**To be done**. How many lines in the rows below contain the word "flower"? Reply with the number alone.

**Material for the task**.

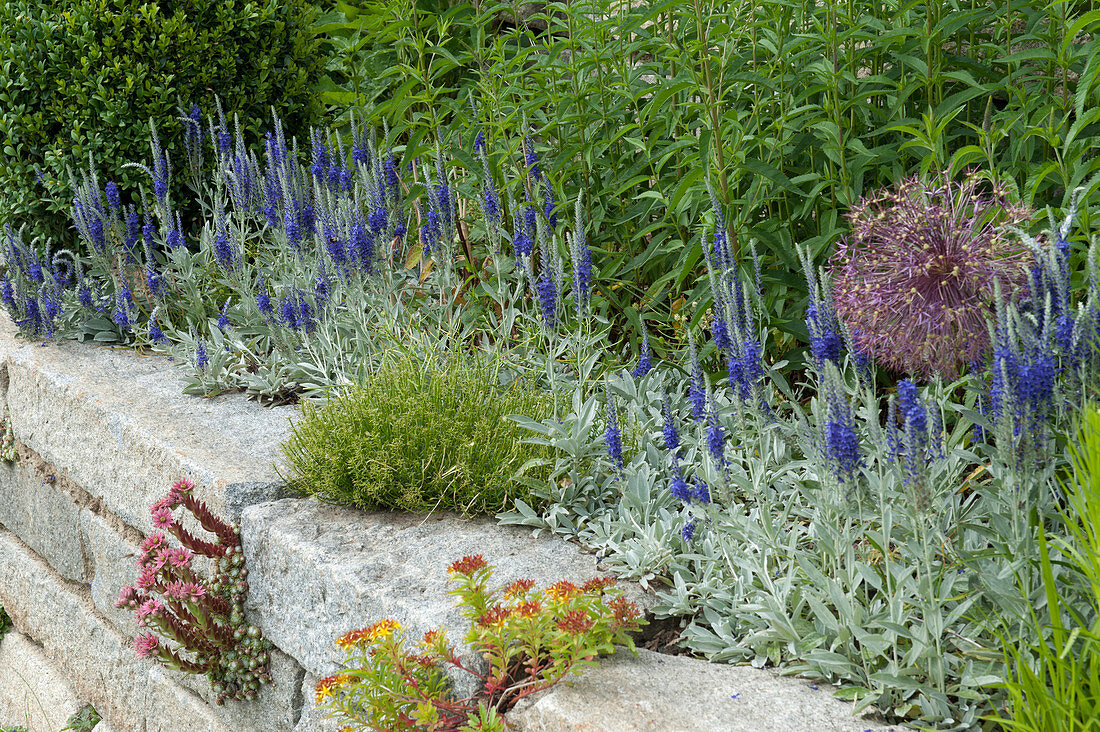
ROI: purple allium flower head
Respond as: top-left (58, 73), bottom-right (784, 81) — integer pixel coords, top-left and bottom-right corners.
top-left (103, 181), bottom-right (122, 211)
top-left (630, 324), bottom-right (653, 379)
top-left (831, 177), bottom-right (1032, 379)
top-left (604, 386), bottom-right (624, 471)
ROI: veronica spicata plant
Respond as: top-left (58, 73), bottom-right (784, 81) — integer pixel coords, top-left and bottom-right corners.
top-left (114, 479), bottom-right (272, 704)
top-left (316, 555), bottom-right (645, 732)
top-left (0, 99), bottom-right (598, 401)
top-left (831, 176), bottom-right (1032, 380)
top-left (504, 197), bottom-right (1100, 730)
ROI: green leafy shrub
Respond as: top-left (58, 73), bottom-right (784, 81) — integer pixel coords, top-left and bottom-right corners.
top-left (325, 0), bottom-right (1100, 365)
top-left (0, 0), bottom-right (322, 245)
top-left (283, 358), bottom-right (549, 515)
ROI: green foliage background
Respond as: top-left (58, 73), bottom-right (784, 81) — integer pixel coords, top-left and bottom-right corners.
top-left (0, 0), bottom-right (322, 245)
top-left (318, 0), bottom-right (1100, 352)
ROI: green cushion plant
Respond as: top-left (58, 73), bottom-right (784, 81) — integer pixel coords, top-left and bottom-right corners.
top-left (0, 0), bottom-right (322, 245)
top-left (283, 358), bottom-right (550, 515)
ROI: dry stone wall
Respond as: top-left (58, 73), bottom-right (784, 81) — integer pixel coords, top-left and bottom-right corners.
top-left (0, 323), bottom-right (893, 732)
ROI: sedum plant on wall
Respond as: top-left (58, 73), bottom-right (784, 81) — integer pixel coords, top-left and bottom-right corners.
top-left (114, 479), bottom-right (271, 704)
top-left (316, 555), bottom-right (645, 732)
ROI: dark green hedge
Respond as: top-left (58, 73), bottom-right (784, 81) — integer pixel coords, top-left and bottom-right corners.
top-left (0, 0), bottom-right (322, 244)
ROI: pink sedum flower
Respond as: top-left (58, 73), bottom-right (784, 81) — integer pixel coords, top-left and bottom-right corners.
top-left (134, 599), bottom-right (164, 627)
top-left (153, 506), bottom-right (176, 531)
top-left (134, 633), bottom-right (161, 658)
top-left (166, 548), bottom-right (193, 569)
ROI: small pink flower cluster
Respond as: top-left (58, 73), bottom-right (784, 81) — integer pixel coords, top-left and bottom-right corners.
top-left (114, 479), bottom-right (271, 703)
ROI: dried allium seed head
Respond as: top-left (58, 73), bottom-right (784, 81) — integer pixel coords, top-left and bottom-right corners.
top-left (831, 171), bottom-right (1032, 379)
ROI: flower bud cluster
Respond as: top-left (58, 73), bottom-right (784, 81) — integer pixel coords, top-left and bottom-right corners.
top-left (114, 479), bottom-right (271, 704)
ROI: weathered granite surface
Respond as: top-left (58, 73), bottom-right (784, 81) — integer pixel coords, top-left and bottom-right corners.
top-left (0, 529), bottom-right (230, 732)
top-left (0, 450), bottom-right (87, 581)
top-left (508, 649), bottom-right (893, 732)
top-left (0, 317), bottom-right (295, 533)
top-left (0, 631), bottom-right (85, 732)
top-left (242, 499), bottom-right (651, 688)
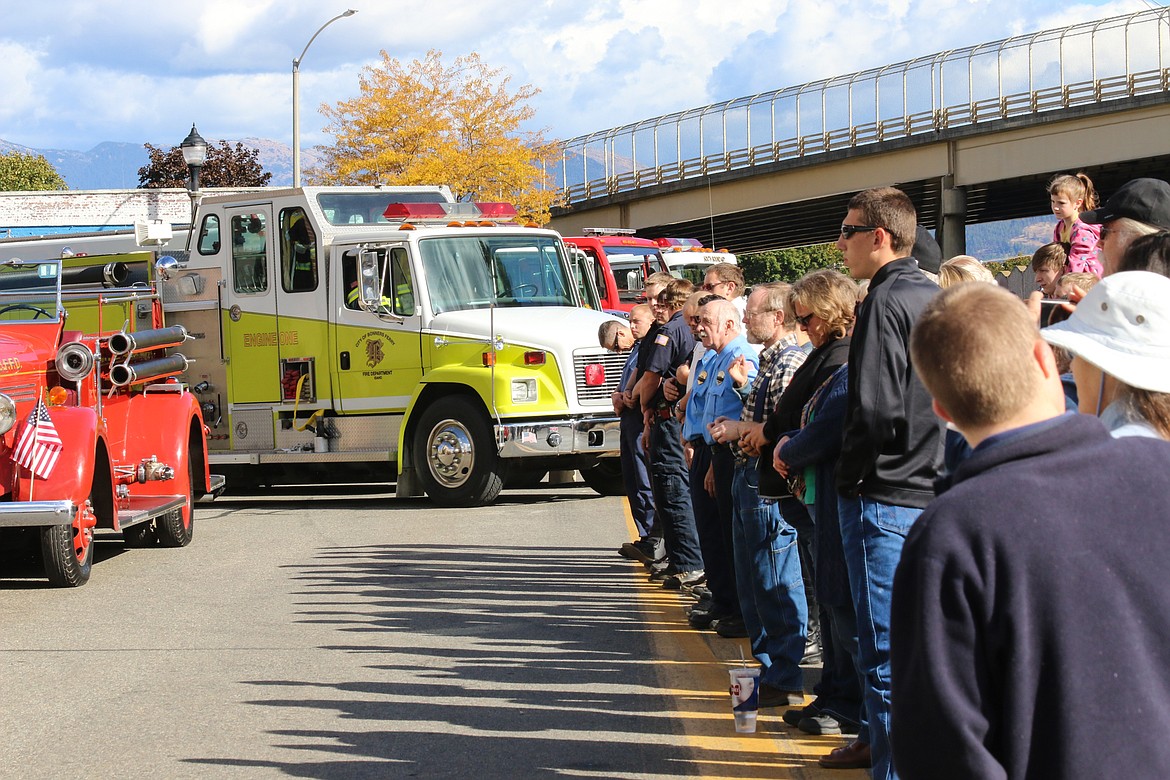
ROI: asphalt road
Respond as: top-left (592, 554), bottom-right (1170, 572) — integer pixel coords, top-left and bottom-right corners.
top-left (0, 479), bottom-right (854, 780)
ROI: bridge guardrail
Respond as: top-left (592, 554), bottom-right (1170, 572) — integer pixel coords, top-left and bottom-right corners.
top-left (557, 7), bottom-right (1170, 203)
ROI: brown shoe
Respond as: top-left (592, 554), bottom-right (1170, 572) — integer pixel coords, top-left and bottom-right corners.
top-left (817, 739), bottom-right (874, 769)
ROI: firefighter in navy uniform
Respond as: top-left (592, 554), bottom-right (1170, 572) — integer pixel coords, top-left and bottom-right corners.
top-left (635, 279), bottom-right (703, 580)
top-left (285, 209), bottom-right (317, 291)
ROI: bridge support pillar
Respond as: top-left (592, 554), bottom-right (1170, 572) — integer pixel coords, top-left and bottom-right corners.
top-left (938, 177), bottom-right (966, 260)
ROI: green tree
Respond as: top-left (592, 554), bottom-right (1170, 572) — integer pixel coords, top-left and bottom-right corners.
top-left (305, 49), bottom-right (560, 223)
top-left (738, 243), bottom-right (844, 284)
top-left (138, 140), bottom-right (273, 189)
top-left (0, 152), bottom-right (69, 192)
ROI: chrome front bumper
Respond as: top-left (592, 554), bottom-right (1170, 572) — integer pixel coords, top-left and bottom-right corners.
top-left (0, 501), bottom-right (77, 529)
top-left (495, 417), bottom-right (621, 457)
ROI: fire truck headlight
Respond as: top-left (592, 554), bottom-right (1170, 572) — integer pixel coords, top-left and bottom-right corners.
top-left (0, 393), bottom-right (16, 436)
top-left (57, 341), bottom-right (94, 382)
top-left (512, 379), bottom-right (536, 403)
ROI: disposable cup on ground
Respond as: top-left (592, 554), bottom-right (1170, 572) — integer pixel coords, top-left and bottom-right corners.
top-left (729, 669), bottom-right (759, 733)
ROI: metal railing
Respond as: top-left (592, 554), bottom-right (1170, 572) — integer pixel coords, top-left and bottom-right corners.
top-left (550, 8), bottom-right (1170, 203)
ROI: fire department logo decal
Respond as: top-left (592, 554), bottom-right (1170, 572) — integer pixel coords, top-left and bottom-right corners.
top-left (356, 331), bottom-right (394, 368)
top-left (366, 339), bottom-right (386, 368)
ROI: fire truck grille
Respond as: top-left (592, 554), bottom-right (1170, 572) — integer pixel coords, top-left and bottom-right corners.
top-left (573, 351), bottom-right (627, 406)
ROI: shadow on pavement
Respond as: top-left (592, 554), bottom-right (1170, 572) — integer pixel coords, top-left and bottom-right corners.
top-left (188, 545), bottom-right (809, 778)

**Written answer**. 4